## Short exercise
Reproduce the passage of the article on high-fructose corn syrup starting with "cornmazegrabThough the FDA" and going on through "the pro-HFCS ads.".

## Text passage
####################
E-Mail Shows Big Corn Exec Wary Of Using “Natural” To Describe High-Fructose Corn Syrup

cornmazegrabThough the FDA rejected the bid to relabel high-fructose corn syrup as “corn sugar” in 2012, the legal battle over ads about the sweetener is still ongoing. Newly uncovered e-mails from executives at huge agri-business firms reveal that not everyone was on board with all the messaging in the pro-HFCS ads.

NBC News reports that a handful of doubt-tinged correspondence has turned up among the hundreds of thousands of pages of court documents involved in the courtroom wars between the Corn Refiners Association and a group of sugar companies that opposed the “corn sugar” campaign.

One 2010 e-mail from an Archer Daniels-Midland spokesperson expresses concern over the use of the term “natural” in the advertising.

“I think we’re unnecessarily asking for trouble by using the ‘natural’ language,” wrote the rep. “I don’t think we really gain much in the mind of the audience or customers and I think it provides a point to ridicule the ads and the industry comes off as being disingenuous.”
####################
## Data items
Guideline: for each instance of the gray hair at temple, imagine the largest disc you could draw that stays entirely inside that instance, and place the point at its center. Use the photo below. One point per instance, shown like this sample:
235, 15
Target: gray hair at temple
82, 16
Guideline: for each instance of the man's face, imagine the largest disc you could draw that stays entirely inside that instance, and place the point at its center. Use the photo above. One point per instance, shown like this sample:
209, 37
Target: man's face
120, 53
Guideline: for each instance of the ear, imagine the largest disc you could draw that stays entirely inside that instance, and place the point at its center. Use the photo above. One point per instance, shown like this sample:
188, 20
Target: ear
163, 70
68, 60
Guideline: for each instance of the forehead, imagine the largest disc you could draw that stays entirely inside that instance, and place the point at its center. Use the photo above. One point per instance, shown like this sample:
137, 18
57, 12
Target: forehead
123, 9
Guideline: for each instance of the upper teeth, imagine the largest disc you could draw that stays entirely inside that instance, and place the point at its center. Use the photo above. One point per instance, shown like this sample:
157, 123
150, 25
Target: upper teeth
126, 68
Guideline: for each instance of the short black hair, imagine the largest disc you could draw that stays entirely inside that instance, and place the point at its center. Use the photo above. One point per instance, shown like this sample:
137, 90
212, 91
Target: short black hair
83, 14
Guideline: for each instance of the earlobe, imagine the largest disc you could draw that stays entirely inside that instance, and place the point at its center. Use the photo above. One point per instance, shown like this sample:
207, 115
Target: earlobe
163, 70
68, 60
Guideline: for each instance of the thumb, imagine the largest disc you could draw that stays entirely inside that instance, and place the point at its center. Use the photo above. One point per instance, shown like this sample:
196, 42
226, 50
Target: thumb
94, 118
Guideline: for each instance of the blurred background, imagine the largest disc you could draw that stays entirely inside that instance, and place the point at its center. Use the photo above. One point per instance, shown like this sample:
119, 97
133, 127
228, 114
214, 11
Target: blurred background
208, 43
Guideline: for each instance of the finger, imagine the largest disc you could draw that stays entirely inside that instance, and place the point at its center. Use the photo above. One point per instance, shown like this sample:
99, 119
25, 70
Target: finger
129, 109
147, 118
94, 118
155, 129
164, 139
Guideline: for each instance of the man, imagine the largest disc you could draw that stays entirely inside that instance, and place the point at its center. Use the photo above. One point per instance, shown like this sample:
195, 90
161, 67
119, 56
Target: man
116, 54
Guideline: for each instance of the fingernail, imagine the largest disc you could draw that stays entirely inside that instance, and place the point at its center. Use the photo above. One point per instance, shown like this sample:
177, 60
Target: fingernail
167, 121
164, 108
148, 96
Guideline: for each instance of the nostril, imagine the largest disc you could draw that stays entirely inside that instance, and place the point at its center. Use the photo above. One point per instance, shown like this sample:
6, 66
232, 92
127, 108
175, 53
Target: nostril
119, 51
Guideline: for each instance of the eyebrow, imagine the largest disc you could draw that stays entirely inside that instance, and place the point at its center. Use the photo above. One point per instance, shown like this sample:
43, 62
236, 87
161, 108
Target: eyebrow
####################
## Problem solution
cornmazegrabThough the FDA rejected the bid to relabel high-fructose corn syrup as “corn sugar” in 2012, the legal battle over ads about the sweetener is still ongoing. Newly uncovered e-mails from executives at huge agri-business firms reveal that not everyone was on board with all the messaging in the pro-HFCS ads.